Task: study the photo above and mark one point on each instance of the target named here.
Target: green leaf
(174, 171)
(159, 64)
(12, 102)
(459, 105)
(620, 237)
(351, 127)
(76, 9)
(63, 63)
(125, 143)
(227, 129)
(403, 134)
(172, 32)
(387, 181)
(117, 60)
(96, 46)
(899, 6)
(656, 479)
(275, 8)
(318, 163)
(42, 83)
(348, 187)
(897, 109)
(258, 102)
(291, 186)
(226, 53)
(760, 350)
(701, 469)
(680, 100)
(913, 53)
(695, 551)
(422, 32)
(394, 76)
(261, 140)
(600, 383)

- - -

Could you copy out all the material word for word?

Task: study the photo above and mark one point on each instance of the target named here.
Target: green leaf
(174, 171)
(159, 64)
(12, 102)
(459, 105)
(620, 237)
(351, 127)
(76, 9)
(63, 63)
(125, 143)
(227, 129)
(403, 134)
(172, 32)
(387, 181)
(117, 60)
(96, 46)
(899, 6)
(656, 479)
(275, 8)
(318, 163)
(42, 83)
(348, 187)
(897, 109)
(258, 102)
(291, 186)
(226, 53)
(760, 350)
(701, 469)
(680, 100)
(913, 53)
(695, 551)
(422, 32)
(394, 76)
(261, 140)
(600, 383)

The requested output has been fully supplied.